▶ **À FAIRE**
Poursuivez le texte sur les allers-retours entre positions extrêmes dans les grands débats de société, à la suite de sa dernière phrase.

Si l’on prend un peu de recul par rapport aux débats sur les grandes questions qui traversent nos sociétés, on a l’impression d’assister à des mouvements de balancier de plus en plus rapides, avec un passage régulier d’une position extrême à une autre, et des problèmes qui persistent malgré cette variété de traitements qu’on leur inflige. Ainsi dans l’éducation ou après des décennies de « laxisme », il faudrait revenir à la discipline et à l’ordre, dans le droit du travail ou la suppression de toutes les règles devrait assurer la sécurité des salariés ou dans les organisations où personne ne sait comment intégrer la génération Y, et où on alternent la mise en place de babyfoots et celle de contrôles renforcés.

▶ **INFORMATIONS FOURNIES**
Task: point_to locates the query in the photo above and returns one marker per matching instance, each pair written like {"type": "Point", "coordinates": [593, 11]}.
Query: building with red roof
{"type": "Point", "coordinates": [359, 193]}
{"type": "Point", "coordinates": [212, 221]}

▶ **RÉPONSE**
Et si la solution ne passait ni par ces extrêmes si déstabilisateurs, ni par un positionnement magique du curseur entre les deux, mais par une vision nouvelle capable de faire coexister ces deux pôles. C’est une idée aussi vieille que le Ying et le Yang, mais que notre pensée et nos penseurs occidentaux ont bien du mal à s’approprier, à quelques rares exceptions comme Edgar Morin, ce jeune homme de 94 ans, qui nous a délivré encore tout récemment sa vision pertinente des enjeux contemporains dans un long entretien dans la Tribune. Il nomme dialogique cette tension des contraires apparents et la définit ainsi :
Le principe dialogique signifie que deux ou plusieurs « logiques » différentes sont liées en une unité, de façon complexe (complémentaire, concurrente et antagoniste) sans que la dualité se perde dans l’unité. Ainsi, ce qui fait l’unité de la culture européenne ce n’est pas la synthèse judéo-christiano-gréco-romaine, c’est le jeu non seulement complémentaire, mais aussi concurrent et antagoniste entre ces instances qui ont chacune leur propre logique.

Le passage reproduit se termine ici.